**Quoted passage:**
────
Highlights of Foreign Travel
by Henry Howard Harper





Here’s a short book on the ups and downs of cruise-packages, or at least one of them: from America to the Mediterranean in 1925, by Henry Howard Harper.

He states that he was requested to write something about the trip, and chose to concentrate on those little things that happen to travelers that everybody else forgets to tell you, or were just his own unexpected adventures.

It is quite funny in parts. The illustrations by Haydon are very good. I have to agree with his assessment of Jerusalem as the Promised Land, as un-PC as that may be.

Even basic information about Henry H. Harper is hard to come by. After serious searching this is what I can tell you about him. He was born in 1871 and died in 1953. He lived in New York for a while as an adult, where he married Marguerite Rogers Young. Harper was a avid bibliophile, and he was one of the founders of the Bibliophile Society of Boston, along with Nathan Haskell Dole, among others, in 1901. Dole was the President and he was the treasurer for several years.

His wife’s father, James Carleton Young, of Minnesota, was a world famous bibliophile, too, and had the largest collection of Fielding materials in the world. He also bought Émile Zola’s library after his death.

Later on, Harper and his wife had one of the largest collectons of Dickens’ material themselves. As a result, Marguerite and Henry Harper co-wrote Romantic Mr. Dickens: a Comedy-Drama in Three Acts, Cedar Rapids: Torch Press, 1941.

He and his wife co-authored a couple of other books. Harper alone wrote for years and years: novels, articles, poetry and plays. He edited and/or authored works on Robert Louis Stevenson, Voltaire, Dickens, Lamb, Eugene Field, Henry Fielding, Henry James and Mary Wollstonecraft Shelley. There were a couple of books about books, manuscripts and book-collecting, as you’d expect. He also wrote about his travels to Mexico as well as the trip mentioned in this book, although it took place several years earlier, investing in a ranch there (and he was not thrilled with Mexico but the book got positive reviews in The American Stationer, Volume 67, 1910, p. 35.) There’s another book by him called Letters from Palestine, which I imagine grew out of this cruise, too.
────
**Directive 1:** Do the following statements agree with the passage on Henry Howard Harper's travel book? Answer yes or no for each, quoting the deciding words of the passage. (a) Harper was born in 1871. (b) Harper drew the book's illustrations himself. (c) The cruise went from America to the Mediterranean in 1925.
**Directive 2:** Can you put the stored entries below, from the line containing "Excuse me — can you help locate the comforter" through the line containing "20, 1, 640, 135", into a two-column CSV with the columns request and box? Give one row per request, with its text and its answer each in a single quoted field and line breaks turned into spaces.

**Stored records:**
────
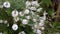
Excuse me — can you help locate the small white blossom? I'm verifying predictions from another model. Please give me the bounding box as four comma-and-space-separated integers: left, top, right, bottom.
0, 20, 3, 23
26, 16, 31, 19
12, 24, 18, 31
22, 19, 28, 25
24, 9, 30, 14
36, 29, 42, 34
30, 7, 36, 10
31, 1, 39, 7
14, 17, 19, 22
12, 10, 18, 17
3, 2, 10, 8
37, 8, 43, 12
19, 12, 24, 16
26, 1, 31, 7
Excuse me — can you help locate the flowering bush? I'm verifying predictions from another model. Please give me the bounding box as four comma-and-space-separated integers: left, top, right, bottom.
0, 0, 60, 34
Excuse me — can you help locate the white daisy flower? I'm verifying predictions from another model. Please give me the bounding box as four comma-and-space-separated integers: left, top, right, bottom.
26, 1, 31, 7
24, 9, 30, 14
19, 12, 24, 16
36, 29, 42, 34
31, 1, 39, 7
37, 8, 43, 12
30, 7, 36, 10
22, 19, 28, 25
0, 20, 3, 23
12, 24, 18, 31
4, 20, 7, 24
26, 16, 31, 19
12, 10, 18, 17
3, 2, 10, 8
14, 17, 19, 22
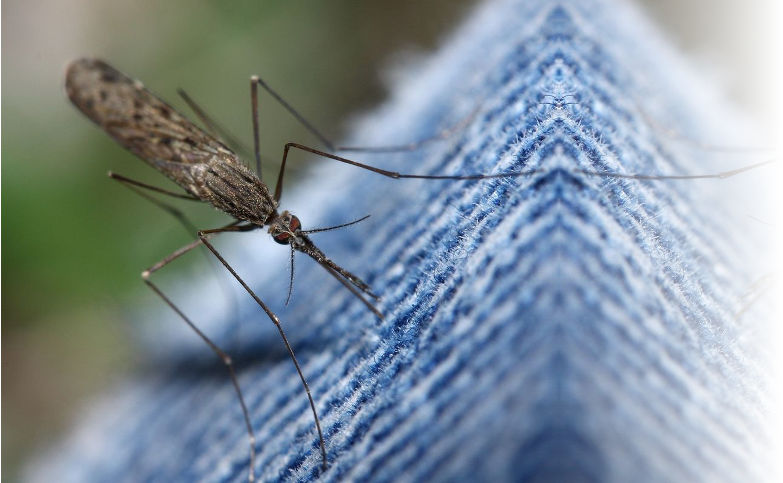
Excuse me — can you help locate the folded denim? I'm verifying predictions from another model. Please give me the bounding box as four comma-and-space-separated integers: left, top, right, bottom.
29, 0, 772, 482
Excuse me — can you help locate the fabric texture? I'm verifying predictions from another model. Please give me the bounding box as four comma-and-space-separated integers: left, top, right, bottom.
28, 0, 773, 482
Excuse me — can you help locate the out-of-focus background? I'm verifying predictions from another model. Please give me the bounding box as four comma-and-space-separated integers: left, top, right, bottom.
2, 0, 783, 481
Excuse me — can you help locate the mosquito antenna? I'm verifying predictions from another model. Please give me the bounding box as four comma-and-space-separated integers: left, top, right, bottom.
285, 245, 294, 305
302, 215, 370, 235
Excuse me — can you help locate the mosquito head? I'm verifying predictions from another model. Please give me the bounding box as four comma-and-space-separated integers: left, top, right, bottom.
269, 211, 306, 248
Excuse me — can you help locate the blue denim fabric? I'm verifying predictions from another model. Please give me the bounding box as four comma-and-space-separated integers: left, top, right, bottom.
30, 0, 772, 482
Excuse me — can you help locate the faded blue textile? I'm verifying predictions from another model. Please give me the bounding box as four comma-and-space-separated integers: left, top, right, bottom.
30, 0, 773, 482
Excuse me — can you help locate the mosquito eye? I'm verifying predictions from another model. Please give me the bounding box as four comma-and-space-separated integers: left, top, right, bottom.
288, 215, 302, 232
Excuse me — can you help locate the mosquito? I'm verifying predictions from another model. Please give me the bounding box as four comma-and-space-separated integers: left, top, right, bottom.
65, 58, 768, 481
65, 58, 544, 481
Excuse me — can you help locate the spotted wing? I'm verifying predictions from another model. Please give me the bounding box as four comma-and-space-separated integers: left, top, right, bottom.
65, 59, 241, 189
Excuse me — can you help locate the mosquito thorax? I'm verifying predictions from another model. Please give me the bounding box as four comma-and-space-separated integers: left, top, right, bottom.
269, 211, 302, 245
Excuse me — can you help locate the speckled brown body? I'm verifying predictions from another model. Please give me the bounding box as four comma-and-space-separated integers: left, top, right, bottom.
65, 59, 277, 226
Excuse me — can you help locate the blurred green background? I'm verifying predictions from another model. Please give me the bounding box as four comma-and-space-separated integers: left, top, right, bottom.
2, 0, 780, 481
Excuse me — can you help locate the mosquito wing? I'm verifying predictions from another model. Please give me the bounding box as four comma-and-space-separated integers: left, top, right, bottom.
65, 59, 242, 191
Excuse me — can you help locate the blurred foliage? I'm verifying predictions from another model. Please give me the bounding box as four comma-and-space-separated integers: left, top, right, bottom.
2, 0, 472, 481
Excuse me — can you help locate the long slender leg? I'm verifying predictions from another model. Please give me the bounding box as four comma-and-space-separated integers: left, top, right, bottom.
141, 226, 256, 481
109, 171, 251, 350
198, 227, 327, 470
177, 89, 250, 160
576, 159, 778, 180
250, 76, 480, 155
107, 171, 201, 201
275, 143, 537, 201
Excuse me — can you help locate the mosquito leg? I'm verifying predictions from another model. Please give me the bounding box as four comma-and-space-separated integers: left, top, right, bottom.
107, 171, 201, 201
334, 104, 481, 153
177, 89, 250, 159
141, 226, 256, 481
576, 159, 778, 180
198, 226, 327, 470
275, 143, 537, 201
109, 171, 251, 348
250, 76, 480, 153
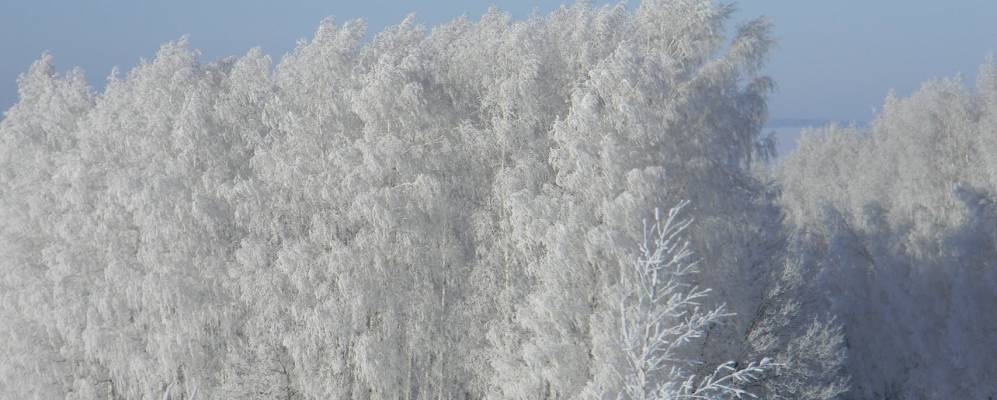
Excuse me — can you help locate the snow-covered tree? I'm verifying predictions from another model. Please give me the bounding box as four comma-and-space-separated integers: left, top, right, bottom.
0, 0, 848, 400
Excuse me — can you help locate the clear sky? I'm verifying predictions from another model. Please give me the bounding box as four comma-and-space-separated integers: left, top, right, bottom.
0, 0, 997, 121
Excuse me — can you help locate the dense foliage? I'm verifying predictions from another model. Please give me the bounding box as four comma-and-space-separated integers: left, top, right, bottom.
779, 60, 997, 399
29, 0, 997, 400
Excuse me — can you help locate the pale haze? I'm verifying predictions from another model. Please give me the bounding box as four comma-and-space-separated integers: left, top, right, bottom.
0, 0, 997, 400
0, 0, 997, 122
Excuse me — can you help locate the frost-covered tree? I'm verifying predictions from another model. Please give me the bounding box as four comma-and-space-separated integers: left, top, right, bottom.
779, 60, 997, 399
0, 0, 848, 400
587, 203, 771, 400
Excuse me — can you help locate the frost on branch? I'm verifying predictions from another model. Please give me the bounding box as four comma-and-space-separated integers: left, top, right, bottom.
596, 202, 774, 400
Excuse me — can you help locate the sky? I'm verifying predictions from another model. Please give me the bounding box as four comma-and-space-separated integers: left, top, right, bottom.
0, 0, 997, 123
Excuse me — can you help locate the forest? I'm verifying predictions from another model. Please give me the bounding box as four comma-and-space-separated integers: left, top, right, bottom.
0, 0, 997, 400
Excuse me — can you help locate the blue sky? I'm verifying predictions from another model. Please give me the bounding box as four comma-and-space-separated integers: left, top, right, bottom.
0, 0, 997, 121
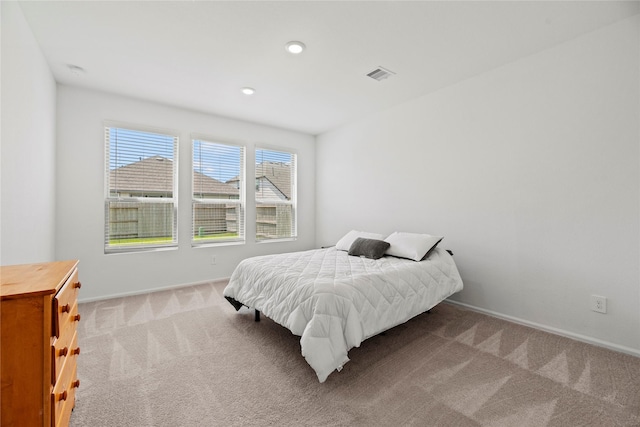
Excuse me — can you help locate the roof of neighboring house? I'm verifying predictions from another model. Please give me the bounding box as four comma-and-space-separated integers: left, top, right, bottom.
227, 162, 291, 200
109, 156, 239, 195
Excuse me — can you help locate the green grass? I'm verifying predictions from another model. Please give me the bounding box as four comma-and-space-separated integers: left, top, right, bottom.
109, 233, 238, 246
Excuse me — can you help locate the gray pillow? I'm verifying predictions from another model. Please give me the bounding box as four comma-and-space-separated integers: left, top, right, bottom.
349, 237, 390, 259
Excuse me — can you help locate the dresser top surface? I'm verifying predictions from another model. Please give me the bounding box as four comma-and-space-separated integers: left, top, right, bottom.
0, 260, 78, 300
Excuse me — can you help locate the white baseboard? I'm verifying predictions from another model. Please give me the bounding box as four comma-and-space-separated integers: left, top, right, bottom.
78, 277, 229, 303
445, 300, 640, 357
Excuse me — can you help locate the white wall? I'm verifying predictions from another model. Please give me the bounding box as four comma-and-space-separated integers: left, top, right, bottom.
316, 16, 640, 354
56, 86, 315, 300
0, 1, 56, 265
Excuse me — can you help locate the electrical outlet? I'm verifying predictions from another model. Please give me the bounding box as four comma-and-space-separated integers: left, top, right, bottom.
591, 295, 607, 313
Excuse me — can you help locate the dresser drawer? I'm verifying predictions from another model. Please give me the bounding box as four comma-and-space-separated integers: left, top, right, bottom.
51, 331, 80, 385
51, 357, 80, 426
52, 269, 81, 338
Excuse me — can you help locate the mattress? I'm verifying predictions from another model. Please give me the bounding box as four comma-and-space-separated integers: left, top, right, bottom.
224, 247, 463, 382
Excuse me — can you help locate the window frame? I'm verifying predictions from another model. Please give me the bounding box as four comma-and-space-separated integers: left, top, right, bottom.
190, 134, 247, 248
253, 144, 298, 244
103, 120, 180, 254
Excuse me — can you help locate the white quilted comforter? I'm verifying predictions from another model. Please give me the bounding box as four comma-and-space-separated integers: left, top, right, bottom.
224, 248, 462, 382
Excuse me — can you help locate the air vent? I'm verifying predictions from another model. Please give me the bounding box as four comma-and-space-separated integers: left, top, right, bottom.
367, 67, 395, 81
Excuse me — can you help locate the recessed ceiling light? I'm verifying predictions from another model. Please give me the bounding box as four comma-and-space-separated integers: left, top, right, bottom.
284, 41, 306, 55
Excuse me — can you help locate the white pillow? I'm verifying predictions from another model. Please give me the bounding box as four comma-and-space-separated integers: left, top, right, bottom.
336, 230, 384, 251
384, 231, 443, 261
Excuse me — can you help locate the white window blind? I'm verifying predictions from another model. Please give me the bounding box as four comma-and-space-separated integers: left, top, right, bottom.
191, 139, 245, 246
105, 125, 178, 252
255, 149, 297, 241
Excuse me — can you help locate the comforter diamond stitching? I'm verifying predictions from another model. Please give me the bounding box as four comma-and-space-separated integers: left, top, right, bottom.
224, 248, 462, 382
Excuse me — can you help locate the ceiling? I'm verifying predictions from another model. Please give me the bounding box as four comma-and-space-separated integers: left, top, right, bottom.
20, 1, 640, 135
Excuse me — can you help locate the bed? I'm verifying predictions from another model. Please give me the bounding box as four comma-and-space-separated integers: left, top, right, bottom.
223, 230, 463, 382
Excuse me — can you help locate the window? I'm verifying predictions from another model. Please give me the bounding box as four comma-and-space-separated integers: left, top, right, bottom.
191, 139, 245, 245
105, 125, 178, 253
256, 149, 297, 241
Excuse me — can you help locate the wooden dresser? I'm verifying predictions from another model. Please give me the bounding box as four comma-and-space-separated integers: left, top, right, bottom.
────
**Response 1:**
(a) Yes: "He was born in 1871 and died in 1953."
(b) No: "The illustrations by Haydon are very good."
(c) Yes: "from America to the Mediterranean in 1925"

**Response 2:**
request,box
"Excuse me — can you help locate the comforter diamond stitching? I'm verifying predictions from another model. Please give me the bounding box as four comma-and-space-separated integers: left, top, right, bottom.","224, 248, 462, 382"
"Excuse me — can you help locate the ceiling? I'm verifying predictions from another model. Please give me the bounding box as four comma-and-space-separated integers: left, top, right, bottom.","20, 1, 640, 135"